## Task details
In the honey stores thread below, where on each frame is the capped honey located?

# Problem with Honey stores



## LeifLiberty (Sep 23, 2014)

What do the other frames look like, i.e. what is one them? How many frames/bars are drawn out? Could you post some pictures?


----------



## summerbee (Aug 27, 2014)

LeifLiberty said:


> What do the other frames look like, i.e. what is one them? How many frames/bars are drawn out? Could you post some pictures?


It won't be until this weekend that I can get into it, but I will. Thanks!


----------



## erikebrown (Oct 27, 2014)

summerbee said:


> I have kept bees for many years in Langs. I built my first top bar last year. This will be it's second Winter. Here's what I found today:
> Good queen, Nice brood pattern on 3 frames. Poor honey stores in that every honey frame I checked. Each has only about 1/3 full (or less) capped honey. Interestingly, the capped honey is on the very top of the frame on each frame. There were NO frames with capped honey half full. There is a decent amount of field bee activity as compared to my Langs.

## Provided data
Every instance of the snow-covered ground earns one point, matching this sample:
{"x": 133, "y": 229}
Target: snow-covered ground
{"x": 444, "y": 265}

## Problem solution
At the very top of the frame.